• DIRECTIVE: Copy out the entries word for word, from the line containing "Would you be able to determine the whereabouts of the ground?" through the end of the entries, and omit the pictures.

• PROVIDED ENTRIES:
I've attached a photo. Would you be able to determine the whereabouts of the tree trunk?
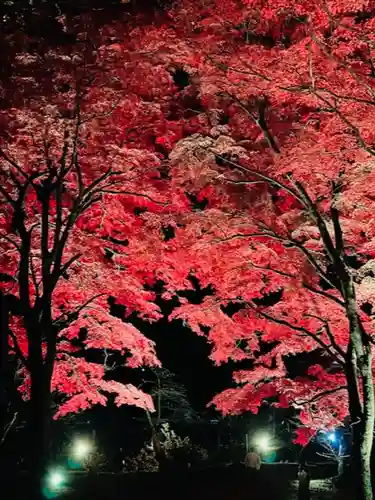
[0,292,8,460]
[28,367,51,500]
[346,355,374,500]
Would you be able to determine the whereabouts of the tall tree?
[0,11,186,498]
[132,1,375,499]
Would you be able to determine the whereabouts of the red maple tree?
[0,9,186,490]
[133,0,375,499]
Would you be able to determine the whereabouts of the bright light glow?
[47,470,65,490]
[255,434,270,451]
[327,432,336,443]
[73,439,93,460]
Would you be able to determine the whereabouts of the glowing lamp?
[47,470,65,490]
[73,439,93,460]
[255,435,270,452]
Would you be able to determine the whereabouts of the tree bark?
[28,365,51,500]
[0,292,9,458]
[346,346,374,500]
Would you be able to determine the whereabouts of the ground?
[287,479,335,500]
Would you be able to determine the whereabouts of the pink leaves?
[293,427,315,446]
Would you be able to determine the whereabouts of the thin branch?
[303,283,345,307]
[249,303,343,365]
[294,385,348,406]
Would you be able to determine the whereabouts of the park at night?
[0,0,375,500]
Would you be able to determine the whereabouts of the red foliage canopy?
[134,0,375,442]
[0,12,192,415]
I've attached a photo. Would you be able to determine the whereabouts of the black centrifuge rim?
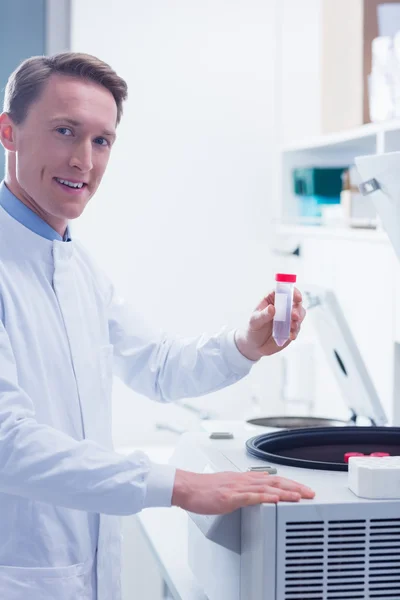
[246,426,400,471]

• REPLY:
Would you be able to determine the whereabouts of the ground?
[287,479,335,500]
Would you be able to determine the whereabouts of the pink leaves?
[293,427,315,446]
Would you be able to determine the whereabouts of the thin branch?
[303,283,345,307]
[249,303,343,365]
[294,385,348,406]
Would you be able to determine the whereabouts of the park at night?
[0,0,375,500]
Would you be able to determine the whereabouts of the red foliage canopy?
[134,0,375,442]
[0,12,192,415]
I've attached a photo. Would you be able to determine the whereabouts of the black centrifuge rim?
[246,426,400,471]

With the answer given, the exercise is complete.